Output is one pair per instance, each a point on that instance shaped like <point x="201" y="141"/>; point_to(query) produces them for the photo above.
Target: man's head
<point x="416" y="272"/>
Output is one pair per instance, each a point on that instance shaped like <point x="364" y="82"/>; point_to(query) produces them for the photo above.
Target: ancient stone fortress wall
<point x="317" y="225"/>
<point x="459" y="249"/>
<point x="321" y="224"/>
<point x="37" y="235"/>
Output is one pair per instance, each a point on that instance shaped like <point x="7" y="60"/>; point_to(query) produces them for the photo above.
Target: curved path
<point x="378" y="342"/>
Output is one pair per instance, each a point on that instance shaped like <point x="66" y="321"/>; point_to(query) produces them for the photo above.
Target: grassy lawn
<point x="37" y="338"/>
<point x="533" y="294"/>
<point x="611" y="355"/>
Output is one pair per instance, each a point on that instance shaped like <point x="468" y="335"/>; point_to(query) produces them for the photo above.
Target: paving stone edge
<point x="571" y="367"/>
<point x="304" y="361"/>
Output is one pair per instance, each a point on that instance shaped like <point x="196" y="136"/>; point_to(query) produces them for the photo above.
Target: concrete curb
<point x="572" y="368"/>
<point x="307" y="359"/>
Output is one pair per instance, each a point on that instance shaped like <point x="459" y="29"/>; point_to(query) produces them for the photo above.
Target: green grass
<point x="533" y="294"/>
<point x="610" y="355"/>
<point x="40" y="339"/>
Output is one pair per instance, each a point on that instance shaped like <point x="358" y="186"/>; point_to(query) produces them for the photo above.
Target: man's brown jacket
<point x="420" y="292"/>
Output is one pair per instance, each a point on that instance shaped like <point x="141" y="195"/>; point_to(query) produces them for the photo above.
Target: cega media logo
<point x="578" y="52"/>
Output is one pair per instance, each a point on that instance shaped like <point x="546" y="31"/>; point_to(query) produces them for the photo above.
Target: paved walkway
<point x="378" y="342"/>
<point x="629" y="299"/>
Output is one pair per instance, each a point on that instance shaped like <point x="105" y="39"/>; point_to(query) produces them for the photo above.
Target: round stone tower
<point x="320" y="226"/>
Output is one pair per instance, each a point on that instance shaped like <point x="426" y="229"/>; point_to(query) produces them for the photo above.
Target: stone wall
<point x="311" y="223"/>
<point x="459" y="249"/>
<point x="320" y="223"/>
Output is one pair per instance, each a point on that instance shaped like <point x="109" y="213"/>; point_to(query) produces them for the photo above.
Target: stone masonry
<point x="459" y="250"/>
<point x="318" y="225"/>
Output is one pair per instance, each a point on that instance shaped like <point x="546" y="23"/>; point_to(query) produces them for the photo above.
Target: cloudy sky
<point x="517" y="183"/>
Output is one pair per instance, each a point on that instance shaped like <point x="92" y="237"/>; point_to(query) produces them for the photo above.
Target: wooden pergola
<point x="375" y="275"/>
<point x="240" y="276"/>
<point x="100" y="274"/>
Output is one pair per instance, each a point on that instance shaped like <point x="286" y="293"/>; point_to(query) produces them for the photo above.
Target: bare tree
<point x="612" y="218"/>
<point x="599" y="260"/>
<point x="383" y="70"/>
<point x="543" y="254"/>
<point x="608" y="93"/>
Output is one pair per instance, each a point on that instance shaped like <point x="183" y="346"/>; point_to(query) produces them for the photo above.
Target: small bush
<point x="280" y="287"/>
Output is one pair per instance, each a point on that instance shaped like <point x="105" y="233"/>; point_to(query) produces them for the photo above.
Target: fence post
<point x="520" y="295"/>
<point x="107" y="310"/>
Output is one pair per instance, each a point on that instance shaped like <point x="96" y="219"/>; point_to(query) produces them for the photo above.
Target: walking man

··········

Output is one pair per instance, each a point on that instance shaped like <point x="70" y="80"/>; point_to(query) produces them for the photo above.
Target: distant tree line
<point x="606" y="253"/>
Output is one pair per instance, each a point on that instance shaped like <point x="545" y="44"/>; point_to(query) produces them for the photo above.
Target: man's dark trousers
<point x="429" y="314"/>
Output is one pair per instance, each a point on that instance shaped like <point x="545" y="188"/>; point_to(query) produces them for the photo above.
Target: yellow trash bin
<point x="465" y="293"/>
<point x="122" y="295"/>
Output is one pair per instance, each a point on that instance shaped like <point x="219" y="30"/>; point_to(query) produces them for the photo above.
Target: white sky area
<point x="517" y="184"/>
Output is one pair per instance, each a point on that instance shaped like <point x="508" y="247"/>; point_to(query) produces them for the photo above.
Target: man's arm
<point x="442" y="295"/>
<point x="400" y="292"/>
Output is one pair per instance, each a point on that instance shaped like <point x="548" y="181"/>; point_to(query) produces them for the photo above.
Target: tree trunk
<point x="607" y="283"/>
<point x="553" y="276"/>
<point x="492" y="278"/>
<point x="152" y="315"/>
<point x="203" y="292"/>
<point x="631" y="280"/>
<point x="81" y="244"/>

··········

● **Work task**
In the entries above, please find the line with "Target: bare tree" and the line with "Target: walking man", then write out exactly those two lines and every line between them, and nothing more.

● **Solution for this task**
Target: bare tree
<point x="612" y="218"/>
<point x="599" y="260"/>
<point x="383" y="70"/>
<point x="543" y="254"/>
<point x="608" y="93"/>
Output is one pair per instance, each a point on that instance shaped like <point x="183" y="346"/>; point_to(query) produces them for the photo above.
Target: small bush
<point x="280" y="287"/>
Output is one pair per instance, each a point on that instance shaped like <point x="105" y="233"/>; point_to(query) produces them for the photo above.
Target: fence post
<point x="520" y="295"/>
<point x="107" y="310"/>
Output is one pair per instance, each a point on that instance shaped like <point x="96" y="219"/>; point_to(query) produces them for the photo above.
Target: walking man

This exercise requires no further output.